> _TASK TO CARRY OUT_:
Once you have read the data below, write it all out exactly.
::::::
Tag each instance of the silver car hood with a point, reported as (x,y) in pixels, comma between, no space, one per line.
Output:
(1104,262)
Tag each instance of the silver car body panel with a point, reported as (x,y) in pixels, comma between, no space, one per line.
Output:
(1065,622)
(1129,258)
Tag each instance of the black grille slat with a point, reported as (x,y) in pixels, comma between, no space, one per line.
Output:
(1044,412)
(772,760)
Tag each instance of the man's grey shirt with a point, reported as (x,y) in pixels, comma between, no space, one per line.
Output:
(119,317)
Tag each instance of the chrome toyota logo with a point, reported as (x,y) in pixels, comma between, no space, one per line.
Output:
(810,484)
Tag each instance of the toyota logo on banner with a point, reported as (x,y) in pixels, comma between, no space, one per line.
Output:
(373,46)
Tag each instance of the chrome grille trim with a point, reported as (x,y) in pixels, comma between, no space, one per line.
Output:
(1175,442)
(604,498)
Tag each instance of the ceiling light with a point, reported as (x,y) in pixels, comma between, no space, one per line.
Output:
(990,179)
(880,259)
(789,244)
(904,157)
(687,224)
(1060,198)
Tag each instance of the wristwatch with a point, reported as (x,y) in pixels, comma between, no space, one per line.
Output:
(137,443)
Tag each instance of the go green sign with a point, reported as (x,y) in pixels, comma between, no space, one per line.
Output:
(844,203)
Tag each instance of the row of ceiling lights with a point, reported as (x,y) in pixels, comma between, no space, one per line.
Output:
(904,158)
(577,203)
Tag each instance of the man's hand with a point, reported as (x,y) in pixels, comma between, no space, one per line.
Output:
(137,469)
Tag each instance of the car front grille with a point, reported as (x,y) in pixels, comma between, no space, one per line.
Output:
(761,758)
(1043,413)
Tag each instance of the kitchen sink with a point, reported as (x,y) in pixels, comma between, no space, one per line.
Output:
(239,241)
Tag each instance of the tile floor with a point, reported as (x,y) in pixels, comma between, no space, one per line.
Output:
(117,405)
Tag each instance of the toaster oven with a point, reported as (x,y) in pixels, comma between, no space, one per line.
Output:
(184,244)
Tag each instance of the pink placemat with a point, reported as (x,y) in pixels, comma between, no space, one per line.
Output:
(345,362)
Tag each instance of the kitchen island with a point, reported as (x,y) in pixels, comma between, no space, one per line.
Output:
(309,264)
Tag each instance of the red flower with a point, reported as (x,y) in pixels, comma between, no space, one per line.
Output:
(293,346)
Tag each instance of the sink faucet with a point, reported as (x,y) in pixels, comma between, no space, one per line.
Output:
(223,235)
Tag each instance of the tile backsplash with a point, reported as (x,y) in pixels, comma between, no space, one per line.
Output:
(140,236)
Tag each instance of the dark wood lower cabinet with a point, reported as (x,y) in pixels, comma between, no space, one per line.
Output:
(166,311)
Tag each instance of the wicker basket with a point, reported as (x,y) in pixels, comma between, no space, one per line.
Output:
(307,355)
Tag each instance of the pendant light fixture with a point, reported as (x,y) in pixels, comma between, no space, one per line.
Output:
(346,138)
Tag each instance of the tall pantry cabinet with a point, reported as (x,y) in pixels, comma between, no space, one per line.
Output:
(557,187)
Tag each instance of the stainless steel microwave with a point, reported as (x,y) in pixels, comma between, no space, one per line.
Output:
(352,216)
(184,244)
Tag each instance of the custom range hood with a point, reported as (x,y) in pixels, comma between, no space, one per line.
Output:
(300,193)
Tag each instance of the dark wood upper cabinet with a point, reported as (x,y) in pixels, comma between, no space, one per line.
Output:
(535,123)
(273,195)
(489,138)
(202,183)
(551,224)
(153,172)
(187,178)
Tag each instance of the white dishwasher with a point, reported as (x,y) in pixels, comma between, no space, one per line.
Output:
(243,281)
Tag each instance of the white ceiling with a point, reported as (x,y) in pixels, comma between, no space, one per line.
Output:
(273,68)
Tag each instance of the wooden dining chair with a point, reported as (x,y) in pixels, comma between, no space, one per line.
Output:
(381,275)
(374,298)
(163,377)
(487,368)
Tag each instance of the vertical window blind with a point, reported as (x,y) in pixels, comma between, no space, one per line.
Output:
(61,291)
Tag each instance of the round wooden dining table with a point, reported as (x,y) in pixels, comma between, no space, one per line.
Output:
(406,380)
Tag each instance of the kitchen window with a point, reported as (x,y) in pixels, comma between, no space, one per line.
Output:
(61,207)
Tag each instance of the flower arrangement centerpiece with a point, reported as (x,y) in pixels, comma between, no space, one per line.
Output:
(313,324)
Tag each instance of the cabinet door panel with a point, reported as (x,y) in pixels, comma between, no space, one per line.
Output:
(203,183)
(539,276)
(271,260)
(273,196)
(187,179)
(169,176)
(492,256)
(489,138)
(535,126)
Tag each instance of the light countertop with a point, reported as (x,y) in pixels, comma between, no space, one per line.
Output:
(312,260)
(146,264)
::::::
> _WRITTEN RESPONSE_:
Tag each instance of the silver car hood with a point, reported as (x,y) in pixels, comma between, no space, one per line.
Output:
(1104,262)
Tag each instance of the silver car body panel with a point, reported as (x,y) in pixels, comma between, no space, one per line.
Output:
(1065,622)
(1129,258)
Tag each instance of the black grille slat with a point, reported as (x,y) in pixels, comma between, no space, one per line.
Output:
(1044,412)
(772,760)
Tag each instance of the man's grey shirt with a point, reported as (x,y) in pixels, comma between, no space, one per line.
Output:
(119,317)
Tag each instance of the chrome toyota logo with a point, reported as (x,y) in pixels, comma between, no space, one per line.
Output:
(810,484)
Tag each instance of the toyota logo on banner with a point, reported as (x,y) in pixels, comma between, no space, one per line.
Output:
(373,46)
Tag each instance of the chrome grille trim with a point, reported as (x,y) in pixels, comma between, no space, one per line.
Output:
(1175,442)
(604,498)
Tag each instance of the ceiling light with a point, reported as (x,y) in pixels, comma between, no space, one per line.
Output:
(990,179)
(880,259)
(789,244)
(904,157)
(687,224)
(1060,198)
Tag each instance of the wristwatch with a point, reported as (x,y) in pixels, comma between, no space, one per line.
Output:
(137,443)
Tag each instance of the go green sign with a point, reported as (x,y) in pixels, comma between, no space, one per line.
Output:
(844,203)
Tag each instance of the row of ceiling lights with a point, reported as (x,y) in pixels, comma between, no space, one per line.
Output:
(904,158)
(577,203)
Tag each instance of the man's hand with a point, reported as (x,y) in pixels, comma between, no space, one per line.
Output:
(137,469)
Tag each instance of the car front grille with a point, reported as (x,y) in pixels, comma between, no space, one per line.
Output:
(761,758)
(1043,413)
Tag each instance of the kitchen sink with a point, reported as (x,y) in pixels, comma between, no space, one per line.
Output:
(239,241)
Tag each instance of the tile floor with a point, reported as (x,y) in pixels, comma between, no space, one per line.
Output:
(117,405)
Tag each instance of the toaster oven with a point, reported as (x,y) in pixels, comma between, no space, one per line.
Output:
(184,244)
Tag each instance of the pink placemat with a point, reported as (x,y) in pixels, comma between, no space, one per line.
Output:
(345,362)
Tag each instance of the kitchen island with a point, reported as (x,y) in pixels, comma between, no space, one per line.
Output:
(309,264)
Tag each instance of the red flower with a point, reported as (x,y) in pixels, comma between, no space, one per line.
Output:
(293,346)
Tag each instance of the sink faucet with a point, reported as (x,y) in pixels, comma between, no space, one per line.
Output:
(223,235)
Tag each instance of the tile backsplash with a point, reported as (x,y) in pixels, comma between, no space, one per line.
Output:
(140,236)
Tag each instance of the dark wood lower cabinet with a point, reported as (x,y) in pixels, comma between, no space, one per line.
Output:
(166,311)
Tag each instance of the wicker basket with a point, reported as (x,y) in pixels, comma between, no space, one per line.
Output:
(307,355)
Tag each instance of the pendant light fixture with a point, reported as (x,y) in pixels, comma between, no space, one per line.
Output:
(346,138)
Tag each instance of the tall pantry cabinet with a point, reported as (x,y) in pixels, comma between, no space, one per line.
Output:
(557,187)
Tag each instance of the stainless steel microwave with a point, reported as (x,y) in pixels, comma between, no space, one per line.
Output:
(352,216)
(184,244)
Tag each instance of the custom range hood with a point, reported as (x,y) in pixels, comma between, no space, one per line.
Output:
(300,193)
Tag each instance of the dark wood upper cabinet with a point, reported as (x,y) in pixels, comma between, no space, one per line.
Output:
(535,123)
(273,195)
(489,138)
(202,183)
(551,224)
(153,172)
(187,178)
Tag each instance of the white dishwasher with a point, reported as (x,y) in pixels, comma between, no space, one per line.
Output:
(243,281)
Tag each instance of the white ceiling with a point, reported as (x,y) in pixels, comma between, no space, one per line.
Output:
(273,68)
Tag each instance of the wooden dining chair with a point, reported as (x,y) in pixels, comma between, no space, one per line.
Output:
(381,275)
(374,298)
(163,377)
(487,368)
Tag each instance of the vertical window blind with a point, reported as (x,y) in pixels, comma between, no space, one per line.
Output:
(61,291)
Tag each instance of the round wooden dining table with a point, reported as (x,y) in pixels, comma between, no space, one per line.
Output:
(406,380)
Tag each instance of the kitchen window with a point, reported as (x,y) in pixels, comma between, no space, one per line.
Output:
(61,207)
Tag each instance of the flower arrangement centerpiece with a point, reported as (x,y) in pixels, comma between, no space, one per line.
Output:
(313,324)
Tag each instance of the cabinet door panel with a point, reported as (x,y) in pixels, comma between, no space, one per line.
Output:
(203,183)
(539,276)
(271,260)
(273,196)
(187,179)
(169,176)
(492,256)
(489,138)
(535,126)
Tag each instance of the light countertop with a point, reported as (x,y) in pixels, comma between, no space, one per line.
Output:
(312,260)
(146,264)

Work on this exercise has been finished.